TASK TO CARRY OUT
Each line of the data that includes "detect" must be copied.

DATA
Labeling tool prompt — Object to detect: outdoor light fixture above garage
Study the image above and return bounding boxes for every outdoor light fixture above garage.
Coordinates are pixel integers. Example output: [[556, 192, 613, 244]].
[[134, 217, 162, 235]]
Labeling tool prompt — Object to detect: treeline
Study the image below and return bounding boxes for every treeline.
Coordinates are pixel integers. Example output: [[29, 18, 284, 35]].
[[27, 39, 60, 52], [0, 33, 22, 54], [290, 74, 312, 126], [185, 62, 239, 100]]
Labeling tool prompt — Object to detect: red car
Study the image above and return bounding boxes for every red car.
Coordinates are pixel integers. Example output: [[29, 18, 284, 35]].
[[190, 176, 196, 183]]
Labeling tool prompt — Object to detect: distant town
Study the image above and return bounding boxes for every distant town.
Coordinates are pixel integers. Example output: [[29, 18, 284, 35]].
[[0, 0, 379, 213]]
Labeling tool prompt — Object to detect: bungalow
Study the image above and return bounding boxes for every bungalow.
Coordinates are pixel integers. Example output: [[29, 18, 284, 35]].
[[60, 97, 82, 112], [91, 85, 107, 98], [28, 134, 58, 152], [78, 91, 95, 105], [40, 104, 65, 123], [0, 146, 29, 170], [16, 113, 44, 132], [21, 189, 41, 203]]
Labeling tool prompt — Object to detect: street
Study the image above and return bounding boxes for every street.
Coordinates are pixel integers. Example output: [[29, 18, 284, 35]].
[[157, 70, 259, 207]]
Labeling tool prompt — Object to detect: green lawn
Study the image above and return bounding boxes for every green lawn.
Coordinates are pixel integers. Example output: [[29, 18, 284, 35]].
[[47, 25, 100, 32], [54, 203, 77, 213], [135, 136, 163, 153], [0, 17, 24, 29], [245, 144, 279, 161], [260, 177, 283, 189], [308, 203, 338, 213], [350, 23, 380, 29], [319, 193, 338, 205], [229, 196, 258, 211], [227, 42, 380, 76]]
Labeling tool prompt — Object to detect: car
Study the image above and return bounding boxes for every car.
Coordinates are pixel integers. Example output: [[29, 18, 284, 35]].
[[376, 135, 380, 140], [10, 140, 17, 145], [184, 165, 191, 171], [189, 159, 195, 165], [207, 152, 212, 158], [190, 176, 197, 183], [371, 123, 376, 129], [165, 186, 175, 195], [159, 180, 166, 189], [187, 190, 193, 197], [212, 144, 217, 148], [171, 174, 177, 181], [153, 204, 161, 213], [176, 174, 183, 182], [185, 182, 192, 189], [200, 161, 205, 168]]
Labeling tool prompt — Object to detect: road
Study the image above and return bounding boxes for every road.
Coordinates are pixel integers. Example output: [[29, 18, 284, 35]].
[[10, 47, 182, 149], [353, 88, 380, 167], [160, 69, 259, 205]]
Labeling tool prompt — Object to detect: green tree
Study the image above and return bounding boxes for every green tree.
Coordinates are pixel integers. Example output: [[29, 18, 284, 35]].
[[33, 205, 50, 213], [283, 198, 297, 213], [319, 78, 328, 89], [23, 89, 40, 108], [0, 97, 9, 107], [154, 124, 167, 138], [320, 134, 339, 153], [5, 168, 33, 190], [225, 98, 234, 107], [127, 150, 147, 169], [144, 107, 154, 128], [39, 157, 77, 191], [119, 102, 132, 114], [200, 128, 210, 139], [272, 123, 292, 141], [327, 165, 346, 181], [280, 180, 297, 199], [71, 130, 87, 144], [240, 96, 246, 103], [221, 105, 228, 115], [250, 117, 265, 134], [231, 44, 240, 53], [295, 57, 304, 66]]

EXERCISE RESPONSE
Labeling tool prompt — Object to detect: outdoor light fixture above garage
Labeling tool prompt — Object to detect: treeline
Labeling tool prompt — Object to detect: red car
Labeling tool prompt — Object to detect: distant town
Labeling tool prompt — Object to detect: bungalow
Labeling tool prompt — Object to detect: street
Labeling tool prompt — Object to detect: green lawn
Labeling tool prompt — Object to detect: car
Labeling tool prompt — Object to detect: road
Labeling tool prompt — Object to detect: green tree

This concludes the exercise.